───── Selected excerpt
Mostly, I just make him do a bunch of stuff around the house, like change the shower curtain or assemble the new vacuum I ordered from Amazon—anything to light a small flame of pride, and motivation. Anything to make space on his table.
I can’t teach him forgiveness.
Every time I lose my patience or yell or get mad, I worry I am creating some hurt that he will never heal—that he will carry forever.
Please, show me the road.
Show me the road, and I will follow it. I will not question you.
Every day, I do the same things over and over and I stuff down my sense of futility. Do you know what futility tastes like? It tastes sour, like milk that went bad. It tastes like failure.
I mean, what am I doing? What am I arguing about?
The thing is, there are no experts in autism. Oh sure, people will tell you they have experience and they’re knowledgeable and all that, but the truth is, no one knows.
No one knows the right combination of academics and life skills and behavior therapy and stuffed crust pizza.
You made this boy with autism and then you gave him to me without any plan and then you laughed and laughed.
Well, I don’t know if you laughed. But I have to believe you smirked just a little.
Please, don’t take me too soon.
I don’t know how you decide when to let people stay and when to have them go, but please. Let me stay here on this planet so I can take care of him. I beg you. Don’t take me before he’s settled. Make sure he is ready, whatever that looks like.
In the meantime, show me the road.
Show me the road to independence, and forgiveness, and redemption.
Maybe it all starts with changing the shower curtain. I don’t know. It’s the only thing I can think of to do.
He never reaches for me.
Keri thompson
June 11, 2018 @ 2:18 pm
This is beautiful. Thank you.
You are so right. It is so true.
I am the mom of a 16 year old boy with autism. It is profound. My family and I often wish he could talk like your Jack. But that is not what God/universe/life/higher power/whatever gave us, right?
Don’t even know you but I love you. I scour your writings … I guess for shared experience and hope.
Thank you.
Molly
June 11, 2018 @ 3:15 pm
Ugh! My heart! This. Again ?.
Melissa Baird
June 11, 2018 @ 3:30 pm
The line that most resonated with me was “I don’t want to survive this boy.” This captures what I feel, too. Wanting to not just simply survive. But also feeling like it takes everything I possess to simply survive. Thank you for sharing, as always.
──────────
## Required action A
In the autism post, what does the writer say futility tastes like?
## Required action B
Carry on writing the autism post, picking up right after the last comment.
None of the rows are needed.
───── Data for review
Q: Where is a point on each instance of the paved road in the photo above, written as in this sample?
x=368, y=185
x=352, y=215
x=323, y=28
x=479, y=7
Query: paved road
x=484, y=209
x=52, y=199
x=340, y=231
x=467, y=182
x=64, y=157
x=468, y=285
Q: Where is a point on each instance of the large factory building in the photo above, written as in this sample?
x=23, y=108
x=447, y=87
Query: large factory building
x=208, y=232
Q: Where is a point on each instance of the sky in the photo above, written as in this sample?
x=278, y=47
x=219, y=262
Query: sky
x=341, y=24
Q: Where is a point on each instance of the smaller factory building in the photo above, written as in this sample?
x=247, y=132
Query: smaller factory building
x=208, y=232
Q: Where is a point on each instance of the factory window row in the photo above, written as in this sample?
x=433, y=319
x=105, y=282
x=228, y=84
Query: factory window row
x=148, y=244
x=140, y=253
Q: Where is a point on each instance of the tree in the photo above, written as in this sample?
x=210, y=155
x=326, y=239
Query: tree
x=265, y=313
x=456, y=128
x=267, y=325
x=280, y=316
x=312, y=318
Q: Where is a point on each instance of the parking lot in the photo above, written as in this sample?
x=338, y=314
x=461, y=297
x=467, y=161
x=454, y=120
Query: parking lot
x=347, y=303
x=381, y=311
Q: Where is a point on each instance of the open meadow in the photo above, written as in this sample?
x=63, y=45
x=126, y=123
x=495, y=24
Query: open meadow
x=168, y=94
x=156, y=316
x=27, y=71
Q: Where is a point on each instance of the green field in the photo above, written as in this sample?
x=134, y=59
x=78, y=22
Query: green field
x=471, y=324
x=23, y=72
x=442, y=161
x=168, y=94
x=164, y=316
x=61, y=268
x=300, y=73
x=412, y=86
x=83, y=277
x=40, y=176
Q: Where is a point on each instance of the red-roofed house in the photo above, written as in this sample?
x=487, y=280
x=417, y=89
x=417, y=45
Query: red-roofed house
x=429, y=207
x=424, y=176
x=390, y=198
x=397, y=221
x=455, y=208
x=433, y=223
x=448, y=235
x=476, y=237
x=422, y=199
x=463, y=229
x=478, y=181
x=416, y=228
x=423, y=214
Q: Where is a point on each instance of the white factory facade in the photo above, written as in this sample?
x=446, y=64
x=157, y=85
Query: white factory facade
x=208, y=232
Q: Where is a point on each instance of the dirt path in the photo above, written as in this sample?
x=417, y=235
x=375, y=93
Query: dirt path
──────────
## Task result A
It tastes sour, like milk that went bad, and it tastes like failure.

## Task result B
Sara
June 11, 2018 @ 5:31 pm
Hi Carrie,
This is a tiny little thing but it is what popped into my brain regarding the issue of needing random things from the store. Do you keep a shopping list? When Jack defines a needed item can you put it on the list and then tell him you will get it on the next store trip and try to give him a realistic day that will happen? That way when he starts to perseverate on it you can remind him it’s on the list, it will be taken care of and maybe he can relax a bit and you won’t need to make random trips to the store?
Of course he will have to trust you that it will actually happen and if Jack is anything like my son, well, he is an 11-yr old nihilist so he trusts no one and nothing. 😀
Best wishes to you!
Joanna Fisher
June 11, 2018 @ 6:40 pm
You are loved because you are SO honest about your feelings. Don’t change.
Jenny
June 12, 2018 @ 3:49 am
Your blog lifts my heart and breaks it at the same time. Thank you for your honesty about what most of us who have children with autism experience. It makes the journey less lonely and frightening.
Janet Anderson (Grandmother)
June 12, 2018 @ 8:09 pm
Carrie, I am a grandmother of a nineteen yr old grandson with autism. Although I am not with him everyday like my daughter is, I want you to know I feel the pain, the questions you ask yourself along with all the frustrations. I do not have the answers only faith, hope and a God Can that I put a note in everyday knowing, I can’t change anything but God Can! To all Mothers & Fathers please read the prayer Footprints in the Sand. Happy Father’s Day and thank-you Carrie for bringing us into your family.
Susan Swims
July 5, 2018 @ 8:52 pm
This hit me right where it counts, in the center of the chest: Please, don’t take me too soon.